__Kerjakan berikut ini__.
A: Tentukan apakah pernyataan (i), (ii), dan (iii) berikut sesuai dengan artikel tentang wanita dan I’tikaf, lalu sertakan kutipan persis dari artikel sebagai dasarnya. (i) Istri-istri Nabi melakukan I’tikaf setelah beliau wafat. (ii) Wanita yang hendak I’tikaf tidak perlu meminta izin suami atau walinya. (iii) Kaidah fiqih dalam artikel menyatakan bahwa mengambil kebaikan lebih didahulukan daripada mencegah kerusakan.
B: Sebutkan semua hal yang menurut artikel tentang wanita dan I’tikaf disyariatkan bagi wanita yang hendak I’tikaf.

__Artikel__.
---

8. Wanita dan I’tikaf
·
I’tikaf disyariatkan (baca: disunnahkan) juga bagi wanita,
sebagaimana dalam hadits ‘Aisyah radhiyallaahu ‘anhaa, “Adalah
Nabi shallallaahu ‘alaihi wa aalihi wa sallam melakukan I’tikaf pada sepuluh
hari terakhir dari bulan Ramadhan sampai Allah Subhaanahu wa Ta’aalamewafatkan
beliau, kemudian setelahnya (setelah beliau wafat) istri-istrinya
melakukan I’tikaf .”(Diriwayatkan oleh Imam Al-Bukhary no. 2026). Juga
dalam hadits ‘Aisyah radhiyallaahu ‘anhaa lainnya, “Seorang
wanita yang sedang menjalani istihaadhah dari istri-istri Nabi (dalam sebuah
riwayat dia adalah Ummu salamah) melakukan I’tikaf bersama Rasulullah
shallallaahu ‘alaihi wa aalihi wa sallam, dia (kadang-kadang masih) melihat
warna merah dan kuning (dari darah istihaadhahnya) bahkan kadang-kadang kami
meletakkan baskom di bawahnya ketika dia sedang shalat.” (Diriwayatkan
oleh Imam Al-Bukhary ( Fathul Baary 4/289)). Disyariatkan
bagi wanita yang hendak I’tikaf meminta izin suaminya atau walinya dan aman
dari fitnah dan aman dari bersunyi-sunyian dengan laki-laki. Selain karena
banyaknya dalil yang menunjukkan hal ini, juga karena adanya kaidah fiqih,
دَرْءُ
الْمَفْسَدَةِ مَقَدَّمٌ عَلَى جَلْبِ الْمَصْلَحَةِ
“Mencegah
kerusakan lebih didahulukan daripada mengambil kebaikan.”

---

__Baris dari dataset penunjukan__.
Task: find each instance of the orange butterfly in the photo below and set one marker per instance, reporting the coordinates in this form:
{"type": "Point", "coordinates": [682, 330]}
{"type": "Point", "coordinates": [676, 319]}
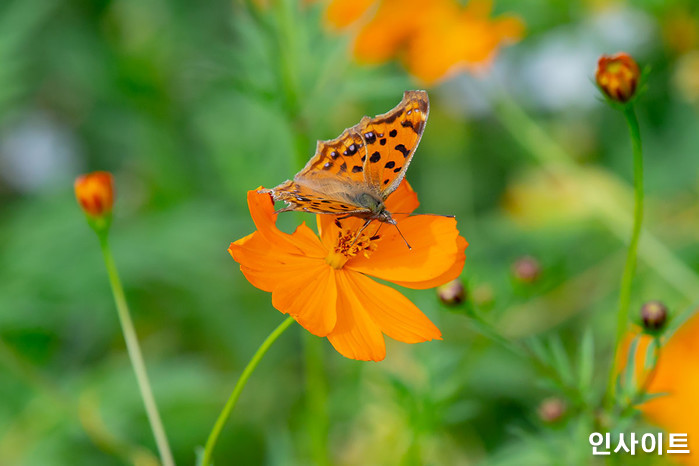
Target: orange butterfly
{"type": "Point", "coordinates": [355, 173]}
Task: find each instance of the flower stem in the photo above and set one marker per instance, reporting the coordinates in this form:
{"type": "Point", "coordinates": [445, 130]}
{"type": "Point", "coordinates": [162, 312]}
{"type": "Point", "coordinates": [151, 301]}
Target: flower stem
{"type": "Point", "coordinates": [230, 404]}
{"type": "Point", "coordinates": [135, 355]}
{"type": "Point", "coordinates": [627, 277]}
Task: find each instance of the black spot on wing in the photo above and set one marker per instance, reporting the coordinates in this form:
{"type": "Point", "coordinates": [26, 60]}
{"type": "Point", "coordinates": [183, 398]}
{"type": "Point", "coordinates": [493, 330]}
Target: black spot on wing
{"type": "Point", "coordinates": [401, 148]}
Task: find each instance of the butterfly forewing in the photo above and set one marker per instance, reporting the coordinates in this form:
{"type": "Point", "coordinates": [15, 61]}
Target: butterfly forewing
{"type": "Point", "coordinates": [391, 140]}
{"type": "Point", "coordinates": [369, 158]}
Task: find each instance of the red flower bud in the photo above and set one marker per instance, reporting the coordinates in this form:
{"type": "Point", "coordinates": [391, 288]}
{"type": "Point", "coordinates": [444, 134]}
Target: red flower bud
{"type": "Point", "coordinates": [452, 293]}
{"type": "Point", "coordinates": [654, 315]}
{"type": "Point", "coordinates": [526, 269]}
{"type": "Point", "coordinates": [95, 193]}
{"type": "Point", "coordinates": [618, 76]}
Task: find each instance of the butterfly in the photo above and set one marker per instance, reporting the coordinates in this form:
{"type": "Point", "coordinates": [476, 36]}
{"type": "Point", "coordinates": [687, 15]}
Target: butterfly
{"type": "Point", "coordinates": [353, 174]}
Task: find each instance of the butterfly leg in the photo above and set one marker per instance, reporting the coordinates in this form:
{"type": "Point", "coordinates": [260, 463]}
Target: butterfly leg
{"type": "Point", "coordinates": [366, 224]}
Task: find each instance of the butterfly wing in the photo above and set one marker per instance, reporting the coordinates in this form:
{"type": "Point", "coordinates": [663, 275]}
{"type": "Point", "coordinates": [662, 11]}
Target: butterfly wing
{"type": "Point", "coordinates": [371, 157]}
{"type": "Point", "coordinates": [391, 140]}
{"type": "Point", "coordinates": [330, 180]}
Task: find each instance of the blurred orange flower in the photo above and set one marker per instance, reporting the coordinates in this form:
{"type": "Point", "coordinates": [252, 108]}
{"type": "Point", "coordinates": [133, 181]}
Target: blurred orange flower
{"type": "Point", "coordinates": [434, 39]}
{"type": "Point", "coordinates": [322, 281]}
{"type": "Point", "coordinates": [95, 193]}
{"type": "Point", "coordinates": [677, 375]}
{"type": "Point", "coordinates": [618, 76]}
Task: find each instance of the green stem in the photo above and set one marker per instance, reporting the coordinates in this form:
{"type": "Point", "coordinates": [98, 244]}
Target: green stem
{"type": "Point", "coordinates": [135, 355]}
{"type": "Point", "coordinates": [554, 159]}
{"type": "Point", "coordinates": [230, 404]}
{"type": "Point", "coordinates": [629, 268]}
{"type": "Point", "coordinates": [316, 396]}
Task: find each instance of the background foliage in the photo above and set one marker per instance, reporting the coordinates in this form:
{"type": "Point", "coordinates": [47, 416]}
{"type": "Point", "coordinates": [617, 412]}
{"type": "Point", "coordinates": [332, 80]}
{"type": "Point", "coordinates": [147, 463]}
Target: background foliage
{"type": "Point", "coordinates": [192, 104]}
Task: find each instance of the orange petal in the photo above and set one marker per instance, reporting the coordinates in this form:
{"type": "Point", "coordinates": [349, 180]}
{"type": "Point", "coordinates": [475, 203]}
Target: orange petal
{"type": "Point", "coordinates": [436, 248]}
{"type": "Point", "coordinates": [450, 274]}
{"type": "Point", "coordinates": [261, 208]}
{"type": "Point", "coordinates": [308, 293]}
{"type": "Point", "coordinates": [342, 13]}
{"type": "Point", "coordinates": [677, 375]}
{"type": "Point", "coordinates": [356, 335]}
{"type": "Point", "coordinates": [264, 264]}
{"type": "Point", "coordinates": [395, 314]}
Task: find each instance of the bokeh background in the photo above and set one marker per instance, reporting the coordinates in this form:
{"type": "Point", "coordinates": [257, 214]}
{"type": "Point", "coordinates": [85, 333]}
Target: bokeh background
{"type": "Point", "coordinates": [191, 104]}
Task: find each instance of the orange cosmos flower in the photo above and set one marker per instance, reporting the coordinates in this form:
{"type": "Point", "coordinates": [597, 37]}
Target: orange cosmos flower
{"type": "Point", "coordinates": [95, 193]}
{"type": "Point", "coordinates": [434, 39]}
{"type": "Point", "coordinates": [676, 375]}
{"type": "Point", "coordinates": [618, 76]}
{"type": "Point", "coordinates": [323, 282]}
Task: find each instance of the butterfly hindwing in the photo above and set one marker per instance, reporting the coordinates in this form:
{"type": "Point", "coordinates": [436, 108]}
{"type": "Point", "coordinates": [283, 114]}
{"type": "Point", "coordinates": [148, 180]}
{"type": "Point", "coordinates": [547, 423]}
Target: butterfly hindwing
{"type": "Point", "coordinates": [367, 161]}
{"type": "Point", "coordinates": [391, 140]}
{"type": "Point", "coordinates": [342, 157]}
{"type": "Point", "coordinates": [323, 199]}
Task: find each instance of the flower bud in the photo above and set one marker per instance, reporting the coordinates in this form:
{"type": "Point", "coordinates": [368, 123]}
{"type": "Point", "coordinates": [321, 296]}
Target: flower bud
{"type": "Point", "coordinates": [653, 315]}
{"type": "Point", "coordinates": [618, 76]}
{"type": "Point", "coordinates": [526, 269]}
{"type": "Point", "coordinates": [551, 410]}
{"type": "Point", "coordinates": [452, 293]}
{"type": "Point", "coordinates": [95, 193]}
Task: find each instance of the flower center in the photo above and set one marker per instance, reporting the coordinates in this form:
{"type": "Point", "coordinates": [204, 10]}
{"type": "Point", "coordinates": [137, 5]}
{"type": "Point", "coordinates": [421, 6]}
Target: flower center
{"type": "Point", "coordinates": [349, 245]}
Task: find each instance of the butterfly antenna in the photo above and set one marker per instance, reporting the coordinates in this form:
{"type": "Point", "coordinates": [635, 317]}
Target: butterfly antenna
{"type": "Point", "coordinates": [377, 231]}
{"type": "Point", "coordinates": [401, 235]}
{"type": "Point", "coordinates": [431, 215]}
{"type": "Point", "coordinates": [356, 237]}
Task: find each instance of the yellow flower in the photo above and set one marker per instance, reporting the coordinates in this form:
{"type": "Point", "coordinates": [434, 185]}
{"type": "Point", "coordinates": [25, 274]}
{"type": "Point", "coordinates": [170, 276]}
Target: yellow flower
{"type": "Point", "coordinates": [95, 193]}
{"type": "Point", "coordinates": [434, 39]}
{"type": "Point", "coordinates": [676, 375]}
{"type": "Point", "coordinates": [323, 281]}
{"type": "Point", "coordinates": [618, 76]}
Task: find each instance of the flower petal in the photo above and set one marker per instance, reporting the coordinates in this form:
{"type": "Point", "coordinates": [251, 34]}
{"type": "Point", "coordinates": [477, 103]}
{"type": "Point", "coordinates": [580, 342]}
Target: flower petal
{"type": "Point", "coordinates": [309, 294]}
{"type": "Point", "coordinates": [436, 248]}
{"type": "Point", "coordinates": [303, 241]}
{"type": "Point", "coordinates": [356, 335]}
{"type": "Point", "coordinates": [450, 274]}
{"type": "Point", "coordinates": [395, 314]}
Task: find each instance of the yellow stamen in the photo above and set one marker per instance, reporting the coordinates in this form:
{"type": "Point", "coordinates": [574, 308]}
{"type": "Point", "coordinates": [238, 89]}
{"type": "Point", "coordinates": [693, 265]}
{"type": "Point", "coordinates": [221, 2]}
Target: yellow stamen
{"type": "Point", "coordinates": [349, 245]}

---

__Jawaban tiap tugas__.
A:
(i) Ya: "kemudian setelahnya (setelah beliau wafat) istri-istrinya melakukan I’tikaf"
(ii) Tidak: "Disyariatkan bagi wanita yang hendak I’tikaf meminta izin suaminya atau walinya"
(iii) Tidak: "Mencegah kerusakan lebih didahulukan daripada mengambil kebaikan."

B:
1. Meminta izin suaminya atau walinya
2. Aman dari fitnah
3. Aman dari bersunyi-sunyian dengan laki-laki